**The task:** Copy verbatim the stretch of the records below from the line containing "Please help me find the brick" through the end of the records, including both ends.
:: Input for this task ::
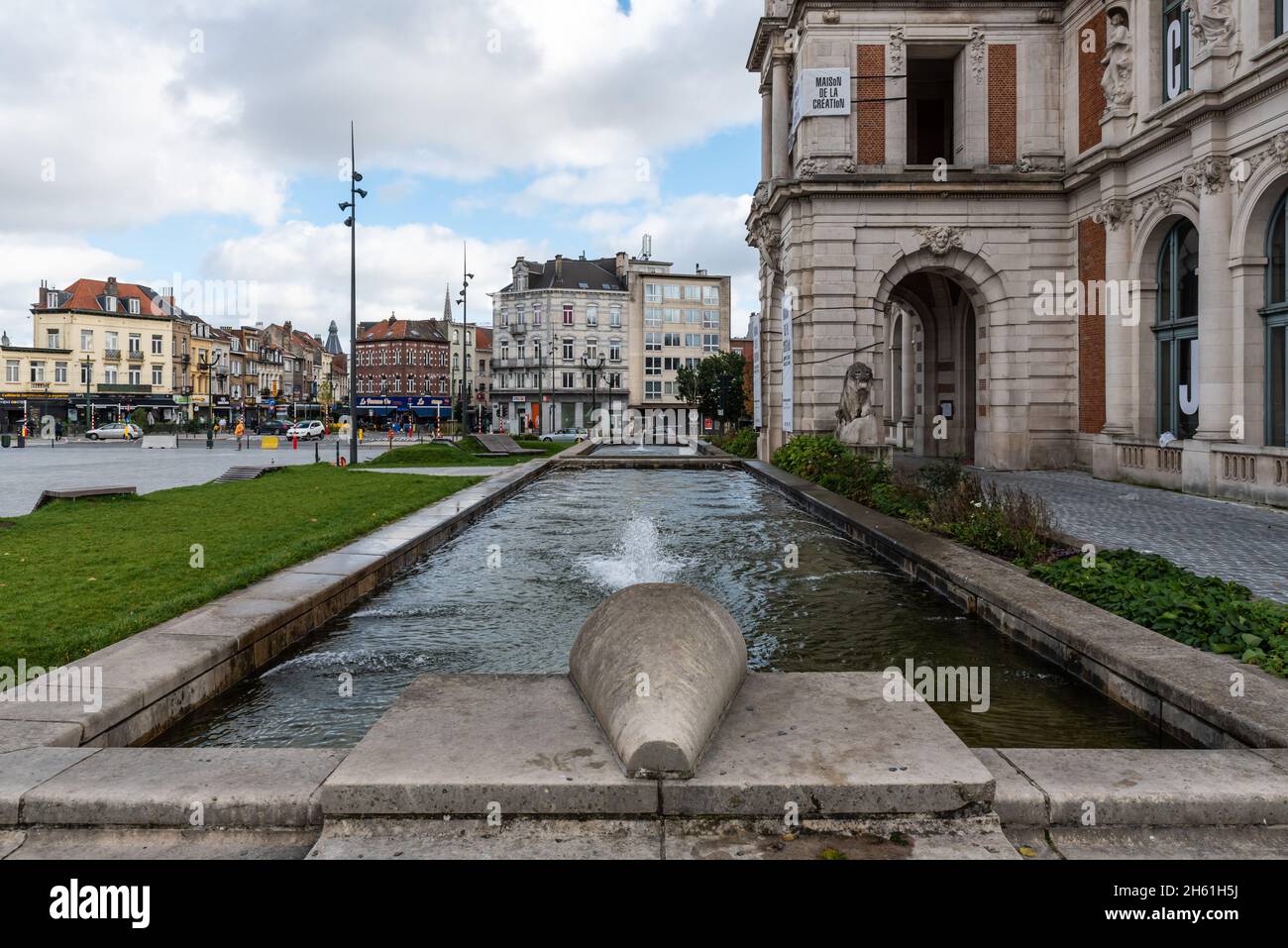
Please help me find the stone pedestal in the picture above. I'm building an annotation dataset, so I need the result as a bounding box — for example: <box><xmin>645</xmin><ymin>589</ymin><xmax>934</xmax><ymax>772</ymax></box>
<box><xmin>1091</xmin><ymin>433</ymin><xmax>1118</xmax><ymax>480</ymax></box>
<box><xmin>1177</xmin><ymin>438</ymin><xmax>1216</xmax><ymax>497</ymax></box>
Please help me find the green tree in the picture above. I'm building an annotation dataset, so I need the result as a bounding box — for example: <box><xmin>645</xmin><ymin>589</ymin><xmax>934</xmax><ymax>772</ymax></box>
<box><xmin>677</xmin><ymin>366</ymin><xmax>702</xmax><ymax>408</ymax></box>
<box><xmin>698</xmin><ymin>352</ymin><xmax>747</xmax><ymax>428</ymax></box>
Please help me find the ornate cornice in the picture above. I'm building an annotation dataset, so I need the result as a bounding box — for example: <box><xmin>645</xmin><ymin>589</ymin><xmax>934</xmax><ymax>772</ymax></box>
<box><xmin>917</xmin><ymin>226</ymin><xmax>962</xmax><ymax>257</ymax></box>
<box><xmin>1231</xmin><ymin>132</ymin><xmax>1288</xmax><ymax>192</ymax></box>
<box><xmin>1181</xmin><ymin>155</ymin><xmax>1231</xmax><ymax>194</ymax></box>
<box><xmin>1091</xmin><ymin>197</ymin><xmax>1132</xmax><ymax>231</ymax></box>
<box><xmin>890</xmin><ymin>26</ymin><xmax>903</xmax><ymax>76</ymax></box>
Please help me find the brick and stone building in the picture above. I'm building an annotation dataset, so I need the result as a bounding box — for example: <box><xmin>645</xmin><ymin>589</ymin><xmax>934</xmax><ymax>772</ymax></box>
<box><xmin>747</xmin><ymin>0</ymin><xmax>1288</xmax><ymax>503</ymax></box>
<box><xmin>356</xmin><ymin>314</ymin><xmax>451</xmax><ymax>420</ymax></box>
:::
**Response for this exercise:**
Please help me find the brick and stone building in the picture above. I'm building an annotation dataset, so I need the result as a bounding box — for example: <box><xmin>645</xmin><ymin>589</ymin><xmax>934</xmax><ymax>772</ymax></box>
<box><xmin>747</xmin><ymin>0</ymin><xmax>1288</xmax><ymax>503</ymax></box>
<box><xmin>356</xmin><ymin>314</ymin><xmax>451</xmax><ymax>420</ymax></box>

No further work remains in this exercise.